This item seeks to alleviate any time delays by allowing expedited
consultation arrangements where the titleholders have consented to the
access.

Item 2 - subsection 245(1)

This item allows that the amendment to subsection 245(1) only applies to
applications for a petroleum access authority made after the commencement
of this item.

Part 2 - Locations

Items 3-11 - Sections 95-96 and Part 2.2, Division 6

These items change the decision maker from the Designated Authority (DA) to
the Joint Authority (JA) for the declaration of a location and in relation
to nomination of blocks.

Currently Part 2.2, Division 6 (sections 128 to 133) provides that the DA
(i.e. the relevant State or Territory Minister) may require the nomination
of blocks and may declare a location over the blocks containing a petroleum
discovery.  The nomination of blocks and the declaration of a location is a
necessary step before an exploration company applies for a retention lease
to retain title over a currently non-commercial discovery or applies for a
production license to develop a commercial discovery.  The decision to
grant a retention lease or a production license lies with the JA (i.e. the
Commonwealth Minister and the relevant State Minister).

Amendments to these sections are appropriate given the Commonwealth
Minister's influence on the subsequent retention lease and production
licence process.

Item 12 - Transitional

This item allows decisions of the DA, in relation to locations, made prior
to the commencement of this item to remain valid.

Part 3 - Petroleum scientific investigation consents

Items 13-14 - Subsection 253(1) and subsection 254(1)

These items change the decision maker for setting conditions for a
scientific investigation consent (SIC) and for granting a SIC from the DA
to the JA.

Currently sections 251 to 254 provide for the DA to grant a SIC to
authorise petroleum exploration operations carried out for scientific
research purposes.  The United Nations Convention on the Law of the Sea
(UNCLOS) provides that all states have the right to conduct marine
scientific research on the continental shelf with the consent of the
relevant coastal state, which can include petroleum exploration operations.
 Given that SICs are in the Act to implement international obligations, it
is appropriate that the Commonwealth Minister should have a role in
granting the consent.

Item 15 - Transitional

This item allows decisions of the DA, in relation to a scientific
investigation consent, made prior to the commencement of this item to
remain valid.

::::::

TASK TO COMPLETE: Quote the explanatory notes on the petroleum amendments from "These items change the decision maker from" up to and including "nomination of blocks.".

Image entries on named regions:

::::::

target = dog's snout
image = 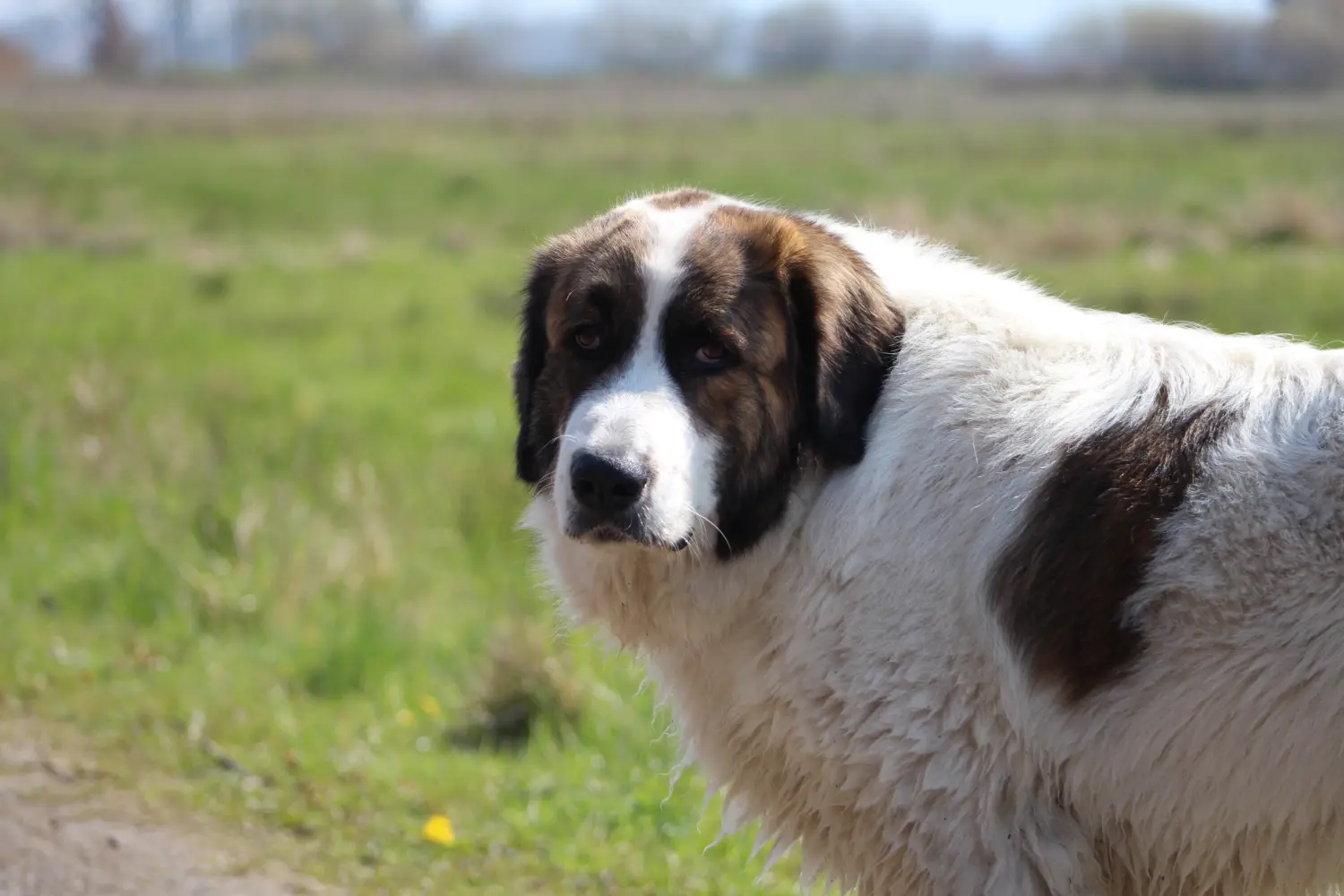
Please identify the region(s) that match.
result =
[570,452,650,514]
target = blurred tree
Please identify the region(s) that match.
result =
[89,0,142,76]
[168,0,193,65]
[755,0,847,73]
[841,16,938,73]
[591,0,728,73]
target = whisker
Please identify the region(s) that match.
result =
[691,508,733,552]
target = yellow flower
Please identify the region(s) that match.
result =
[421,815,457,847]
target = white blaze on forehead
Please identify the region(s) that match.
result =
[556,202,718,541]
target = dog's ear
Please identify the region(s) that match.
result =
[513,253,559,487]
[785,223,905,469]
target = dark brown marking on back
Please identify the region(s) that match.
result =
[645,186,714,211]
[989,385,1236,702]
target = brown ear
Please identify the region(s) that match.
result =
[513,254,558,487]
[785,221,905,469]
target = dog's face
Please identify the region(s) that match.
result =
[513,191,902,557]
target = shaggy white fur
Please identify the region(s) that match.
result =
[526,190,1344,896]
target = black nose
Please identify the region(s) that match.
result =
[570,452,650,513]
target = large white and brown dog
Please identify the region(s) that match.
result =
[515,189,1344,896]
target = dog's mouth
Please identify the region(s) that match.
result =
[566,521,691,554]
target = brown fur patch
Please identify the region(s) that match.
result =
[989,387,1234,702]
[645,188,714,211]
[664,205,903,555]
[714,207,905,468]
[515,200,903,557]
[513,213,644,487]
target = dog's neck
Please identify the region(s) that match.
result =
[524,477,819,659]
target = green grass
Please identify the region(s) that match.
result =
[0,94,1344,893]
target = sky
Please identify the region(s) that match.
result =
[449,0,1269,41]
[0,0,1269,43]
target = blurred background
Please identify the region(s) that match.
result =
[0,0,1344,895]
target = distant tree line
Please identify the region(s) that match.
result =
[71,0,1344,90]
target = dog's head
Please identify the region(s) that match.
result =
[513,191,902,559]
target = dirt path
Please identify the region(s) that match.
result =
[0,724,333,896]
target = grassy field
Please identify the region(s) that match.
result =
[0,82,1344,895]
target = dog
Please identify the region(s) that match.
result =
[513,188,1344,896]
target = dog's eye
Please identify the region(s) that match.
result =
[570,326,602,352]
[693,340,736,371]
[695,342,728,366]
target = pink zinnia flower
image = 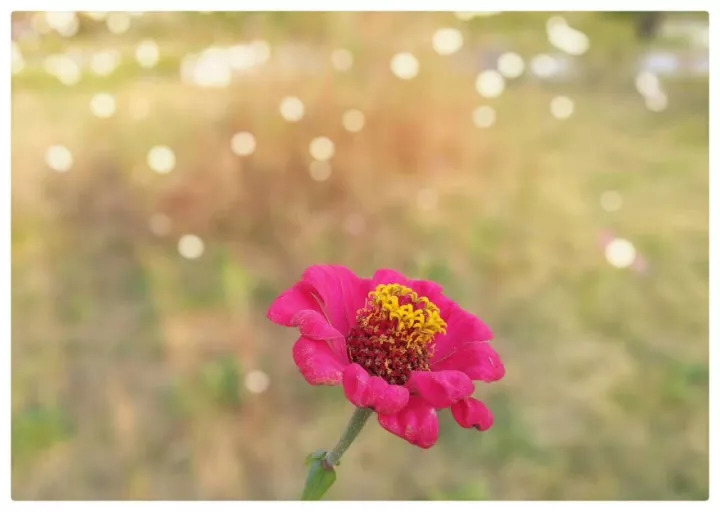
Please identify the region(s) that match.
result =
[268,265,505,448]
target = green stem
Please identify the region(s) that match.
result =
[324,407,373,467]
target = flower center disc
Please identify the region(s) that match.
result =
[347,284,447,384]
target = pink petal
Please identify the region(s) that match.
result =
[293,336,345,386]
[370,268,410,290]
[450,398,493,431]
[378,396,440,448]
[430,341,505,382]
[295,309,350,364]
[267,282,322,327]
[301,265,370,336]
[434,301,493,359]
[408,370,475,409]
[342,363,410,414]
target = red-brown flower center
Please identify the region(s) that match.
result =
[347,284,447,384]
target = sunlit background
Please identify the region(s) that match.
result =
[11,12,708,500]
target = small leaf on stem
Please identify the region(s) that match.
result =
[300,456,336,501]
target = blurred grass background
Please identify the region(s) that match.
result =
[12,12,708,500]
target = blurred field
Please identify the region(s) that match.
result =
[12,13,708,500]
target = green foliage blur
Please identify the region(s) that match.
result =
[12,12,708,500]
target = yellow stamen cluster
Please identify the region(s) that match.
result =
[369,284,447,348]
[347,284,447,385]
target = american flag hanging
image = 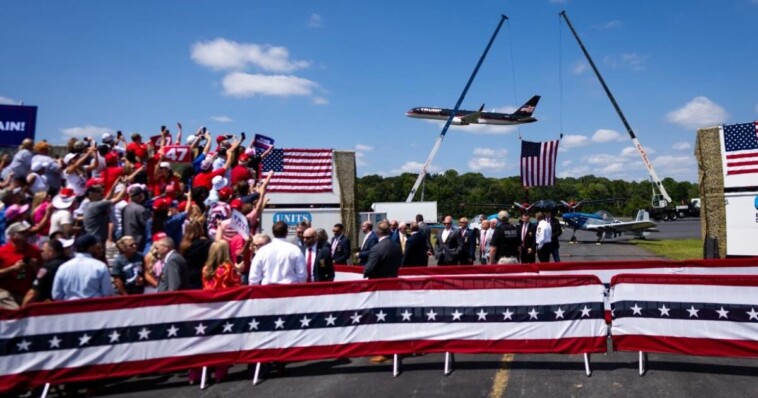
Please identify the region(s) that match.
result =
[724,122,758,175]
[262,148,332,193]
[521,140,559,187]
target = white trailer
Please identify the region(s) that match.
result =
[371,202,437,224]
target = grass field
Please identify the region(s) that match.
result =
[633,239,703,260]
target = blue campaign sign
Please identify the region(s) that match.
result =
[0,105,37,147]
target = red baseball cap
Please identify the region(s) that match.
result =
[153,198,171,210]
[218,187,234,200]
[85,178,105,188]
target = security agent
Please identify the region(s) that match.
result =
[490,210,521,264]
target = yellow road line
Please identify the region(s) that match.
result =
[489,354,513,398]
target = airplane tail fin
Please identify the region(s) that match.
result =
[634,209,650,221]
[513,95,540,117]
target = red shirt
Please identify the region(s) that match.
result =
[232,165,253,186]
[192,167,226,191]
[102,166,124,193]
[150,173,181,196]
[126,141,147,159]
[0,242,42,296]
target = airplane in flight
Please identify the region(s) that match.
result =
[405,95,540,126]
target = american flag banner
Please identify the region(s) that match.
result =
[0,276,607,393]
[262,148,333,193]
[610,275,758,357]
[724,122,758,175]
[521,140,560,187]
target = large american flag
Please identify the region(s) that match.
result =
[262,148,332,193]
[610,274,758,358]
[521,140,559,187]
[0,275,607,394]
[724,121,758,175]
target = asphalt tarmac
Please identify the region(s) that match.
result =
[50,219,758,398]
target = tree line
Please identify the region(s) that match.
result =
[356,170,699,221]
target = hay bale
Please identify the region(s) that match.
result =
[334,151,358,247]
[695,127,726,258]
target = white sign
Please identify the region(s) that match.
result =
[229,210,250,239]
[725,192,758,256]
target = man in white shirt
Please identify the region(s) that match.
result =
[479,220,495,264]
[250,221,307,285]
[535,211,553,263]
[52,234,114,300]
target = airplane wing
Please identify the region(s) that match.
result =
[461,104,484,124]
[587,221,658,232]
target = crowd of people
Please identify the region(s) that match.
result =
[0,125,561,382]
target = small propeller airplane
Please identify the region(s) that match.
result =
[561,201,658,245]
[405,95,540,126]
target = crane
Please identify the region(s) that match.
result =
[405,15,508,202]
[560,11,671,208]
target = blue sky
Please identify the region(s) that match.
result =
[0,0,758,181]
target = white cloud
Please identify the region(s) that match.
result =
[211,115,234,123]
[468,148,508,171]
[221,72,318,97]
[313,97,329,105]
[603,52,650,72]
[474,148,508,158]
[61,124,113,140]
[592,129,624,143]
[603,19,624,29]
[571,61,590,75]
[191,38,310,72]
[390,162,441,174]
[584,153,618,165]
[448,122,516,135]
[308,12,323,28]
[671,142,692,151]
[558,166,592,178]
[0,95,21,105]
[600,163,626,175]
[666,95,729,130]
[558,135,589,149]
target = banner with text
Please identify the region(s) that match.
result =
[0,105,37,148]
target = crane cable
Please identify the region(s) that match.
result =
[558,15,563,138]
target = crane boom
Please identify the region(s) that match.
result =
[560,11,671,203]
[405,15,508,202]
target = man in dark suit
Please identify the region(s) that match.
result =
[331,223,350,264]
[363,220,403,363]
[363,220,403,279]
[154,237,189,292]
[518,212,537,264]
[434,216,463,265]
[390,220,400,245]
[416,214,434,256]
[358,221,378,266]
[400,222,429,267]
[457,217,479,265]
[303,228,334,282]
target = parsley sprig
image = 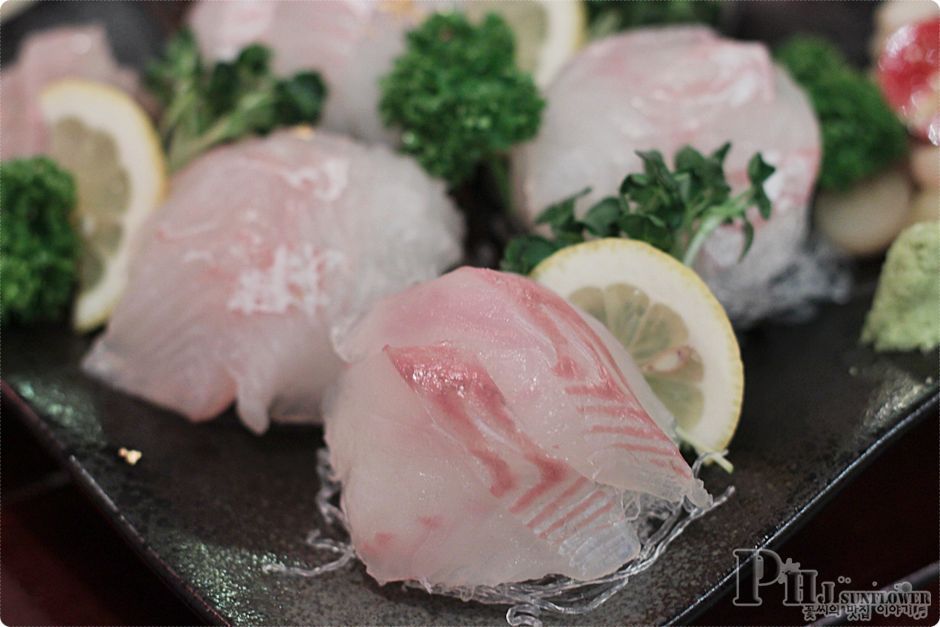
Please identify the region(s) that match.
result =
[145,29,326,171]
[501,148,774,274]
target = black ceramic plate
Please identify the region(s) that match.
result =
[2,3,938,624]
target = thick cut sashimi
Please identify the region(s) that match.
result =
[325,268,709,586]
[514,27,820,317]
[0,26,143,159]
[189,0,423,143]
[84,131,462,432]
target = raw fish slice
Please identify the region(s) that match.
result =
[84,131,461,432]
[513,27,820,317]
[325,268,709,586]
[188,0,423,143]
[0,26,139,160]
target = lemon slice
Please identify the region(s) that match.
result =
[460,0,587,87]
[532,238,744,469]
[40,79,166,331]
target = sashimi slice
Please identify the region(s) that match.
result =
[84,130,462,432]
[0,26,140,160]
[513,26,821,320]
[325,268,710,586]
[188,0,424,143]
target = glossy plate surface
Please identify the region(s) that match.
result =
[2,2,938,625]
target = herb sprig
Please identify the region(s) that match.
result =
[379,13,545,187]
[501,144,774,274]
[146,29,326,171]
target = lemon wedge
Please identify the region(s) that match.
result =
[40,79,166,331]
[460,0,587,87]
[531,238,744,470]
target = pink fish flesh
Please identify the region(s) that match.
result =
[324,268,710,586]
[0,26,139,160]
[513,27,820,317]
[84,131,462,432]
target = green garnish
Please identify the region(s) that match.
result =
[501,144,774,274]
[587,0,721,39]
[0,157,80,323]
[775,36,907,190]
[862,220,940,353]
[146,29,326,171]
[379,13,545,187]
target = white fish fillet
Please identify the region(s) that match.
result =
[188,0,424,143]
[513,27,820,316]
[324,268,710,586]
[0,26,139,159]
[84,131,462,432]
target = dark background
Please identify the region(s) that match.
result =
[0,403,940,625]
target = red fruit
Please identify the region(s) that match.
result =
[878,18,940,145]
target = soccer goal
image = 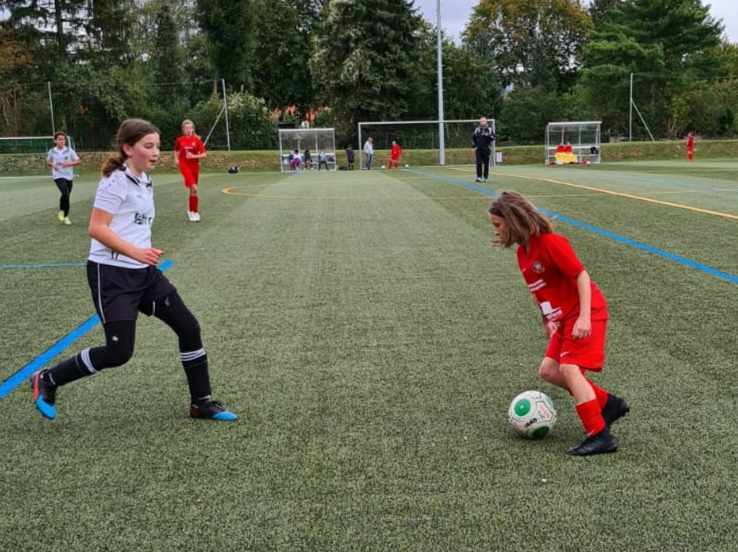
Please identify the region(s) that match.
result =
[279,128,337,172]
[358,121,498,170]
[0,136,79,176]
[545,121,602,165]
[0,136,77,154]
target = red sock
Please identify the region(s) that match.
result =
[576,399,605,436]
[587,378,610,410]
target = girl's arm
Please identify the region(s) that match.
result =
[87,207,164,266]
[572,270,592,339]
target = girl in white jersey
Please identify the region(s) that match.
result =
[46,131,80,225]
[31,119,237,421]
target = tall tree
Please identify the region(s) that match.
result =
[462,0,590,91]
[196,0,255,90]
[151,4,186,105]
[409,24,502,119]
[312,0,422,138]
[582,0,722,136]
[252,0,323,112]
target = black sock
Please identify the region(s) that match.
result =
[43,353,93,387]
[182,354,211,406]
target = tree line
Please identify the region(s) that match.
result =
[0,0,738,150]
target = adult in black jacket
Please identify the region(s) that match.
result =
[472,117,495,182]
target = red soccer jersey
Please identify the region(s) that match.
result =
[390,144,402,161]
[174,134,207,168]
[518,233,608,322]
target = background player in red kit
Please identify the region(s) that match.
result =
[387,140,402,169]
[489,192,630,456]
[174,119,208,222]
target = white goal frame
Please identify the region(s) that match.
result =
[357,121,498,168]
[544,121,602,165]
[279,128,338,172]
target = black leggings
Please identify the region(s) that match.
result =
[83,291,202,373]
[54,178,72,217]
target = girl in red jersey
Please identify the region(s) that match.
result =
[174,119,208,222]
[489,192,630,456]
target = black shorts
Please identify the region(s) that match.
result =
[87,261,176,324]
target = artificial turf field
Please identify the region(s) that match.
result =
[0,161,738,552]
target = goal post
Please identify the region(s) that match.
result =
[279,128,338,172]
[545,121,602,165]
[357,121,498,167]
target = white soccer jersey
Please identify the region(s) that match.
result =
[46,146,79,180]
[89,167,156,268]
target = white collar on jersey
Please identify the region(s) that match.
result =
[120,164,154,188]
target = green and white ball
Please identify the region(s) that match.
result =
[507,391,557,439]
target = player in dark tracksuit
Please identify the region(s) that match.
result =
[472,117,495,182]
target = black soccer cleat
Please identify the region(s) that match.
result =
[567,428,618,456]
[602,393,630,429]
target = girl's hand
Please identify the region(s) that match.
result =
[134,247,164,266]
[543,320,558,339]
[571,316,592,339]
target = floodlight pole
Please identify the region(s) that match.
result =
[46,81,54,135]
[436,0,446,167]
[220,79,231,151]
[628,73,633,142]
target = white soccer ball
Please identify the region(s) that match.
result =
[507,391,557,439]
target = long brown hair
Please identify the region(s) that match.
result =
[489,191,553,247]
[102,119,161,176]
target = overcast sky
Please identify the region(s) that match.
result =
[415,0,738,43]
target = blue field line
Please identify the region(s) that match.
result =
[524,165,738,194]
[411,171,738,284]
[0,263,87,270]
[0,260,174,399]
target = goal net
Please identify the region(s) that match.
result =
[279,128,337,172]
[0,136,80,176]
[358,117,497,165]
[0,136,76,155]
[546,121,602,165]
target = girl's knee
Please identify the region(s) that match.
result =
[538,358,559,381]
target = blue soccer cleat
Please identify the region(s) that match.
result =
[190,401,238,422]
[31,370,56,420]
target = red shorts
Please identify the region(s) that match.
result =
[546,317,607,372]
[179,165,200,188]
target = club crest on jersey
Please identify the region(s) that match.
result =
[133,213,154,226]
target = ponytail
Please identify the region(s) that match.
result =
[100,153,126,177]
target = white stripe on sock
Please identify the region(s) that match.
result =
[179,349,206,362]
[79,349,97,374]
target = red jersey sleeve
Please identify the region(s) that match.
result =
[541,232,584,278]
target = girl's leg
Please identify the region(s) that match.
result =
[54,178,72,218]
[188,184,200,217]
[147,291,237,421]
[31,320,136,420]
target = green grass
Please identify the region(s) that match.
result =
[0,161,738,552]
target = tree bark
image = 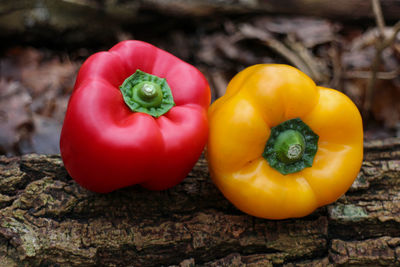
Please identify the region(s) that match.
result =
[0,139,400,267]
[0,0,400,46]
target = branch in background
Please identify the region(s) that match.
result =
[363,0,400,119]
[239,24,325,83]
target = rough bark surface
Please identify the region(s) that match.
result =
[0,139,400,266]
[0,0,400,46]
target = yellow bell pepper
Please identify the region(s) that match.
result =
[207,64,363,219]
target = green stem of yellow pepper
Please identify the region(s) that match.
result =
[263,118,318,175]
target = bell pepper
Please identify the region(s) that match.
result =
[60,41,210,193]
[207,64,363,219]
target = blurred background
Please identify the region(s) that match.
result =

::::::

RESPONSE TO THIS EXERCISE:
These items change the decision maker from the Designated Authority (DA) to
the Joint Authority (JA) for the declaration of a location and in relation
to nomination of blocks.